■ Vorliegender Text ■
......
Privatkunden können schon zum 1. April den Anbieter wechseln

Von Dirk Schröder
Bielefeld/Bonn (WB). In den Gas-Markt kommt Bewegung. Auf Druck des Bundeskartellamtes und der Verbraucher ermöglichen die großen Gasversorger in Deutschland schon vom 1. April an ihren Privatkunden den Wechsel zu einem Konkurrenten. E.ON hatte diesen Schritt bereits am Montag angekündigt.

Im Gegenzug hat das Bundeskartellamt ein Missbrauchsverfahren wegen des Verdachts überhöhter Endkundenpreise gegen überregionale Gasversorgern wie Branchenführer E.ON mit allen Töchtern, RWE Westfalen-Weser-Ems, Mitgas, Spreegas, Entega sowie einen Eigenbetrieb der Thüga eingestellt. Die Wettbewerbshüter hatten Preisdifferenzen von mehr als 40 Prozent zwischen den günstigsten und den teuersten Anbietern festgestellt.
......
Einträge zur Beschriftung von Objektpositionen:
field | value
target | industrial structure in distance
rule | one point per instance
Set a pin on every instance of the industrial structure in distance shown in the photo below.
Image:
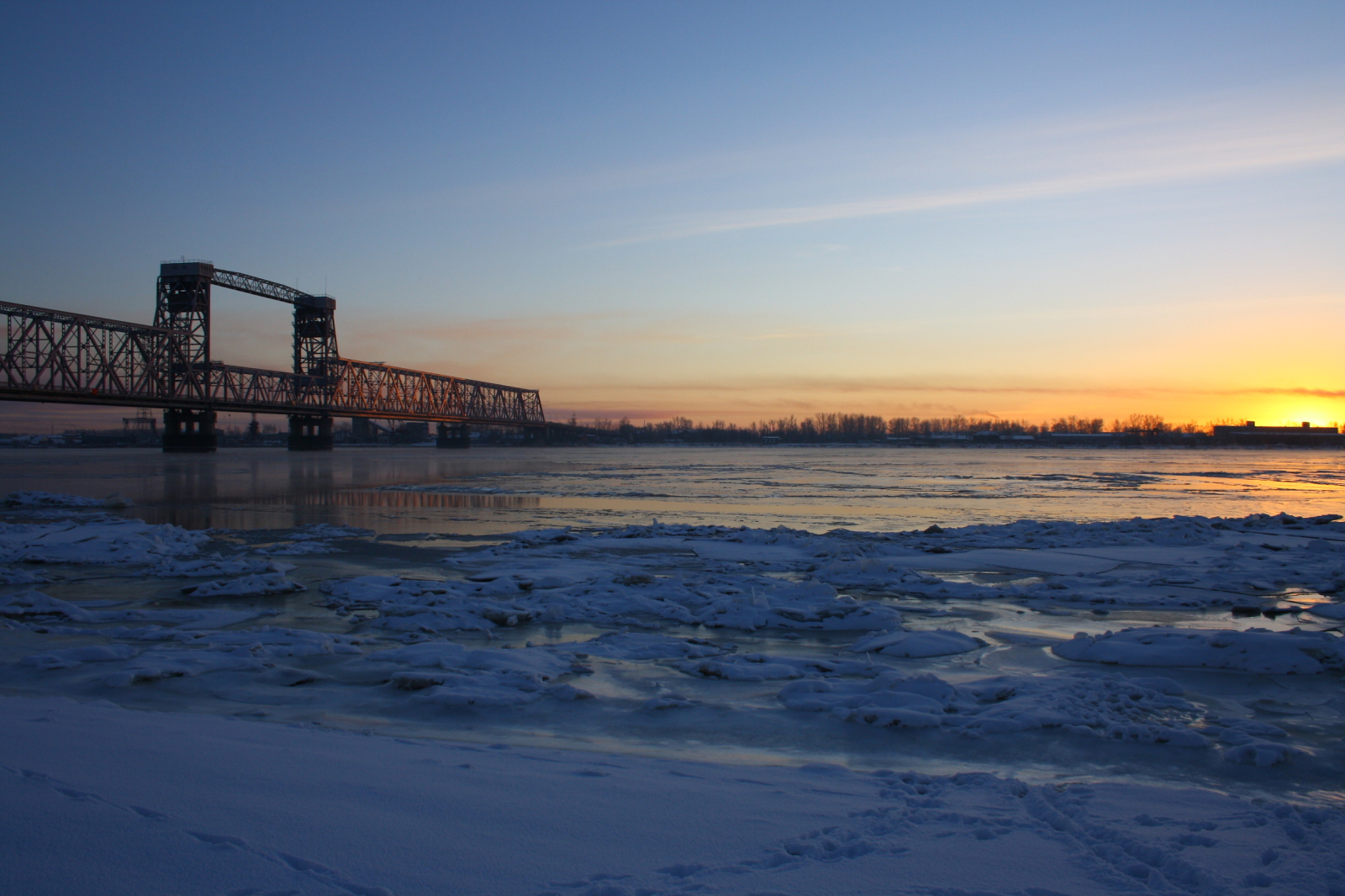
(61, 356)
......
■ Arbeitsauftrag ■
Beantworte bitte kurz diese Fragen zum Text über den Gasmarkt:
(a) Ab welchem Datum können Privatkunden zu einem anderen Gasanbieter wechseln?
(b) Welcher Versorger hatte diesen Schritt bereits am Montag angekündigt?
(c) Wie hoch waren die Preisdifferenzen, die die Wettbewerbshüter zwischen den günstigsten und den teuersten Anbietern festgestellt hatten?
Das Material stammt aus einer anderen Quelle.

■ Fertige Antwort ■
(a) Ab dem 1. April.
(b) E.ON.
(c) Mehr als 40 Prozent.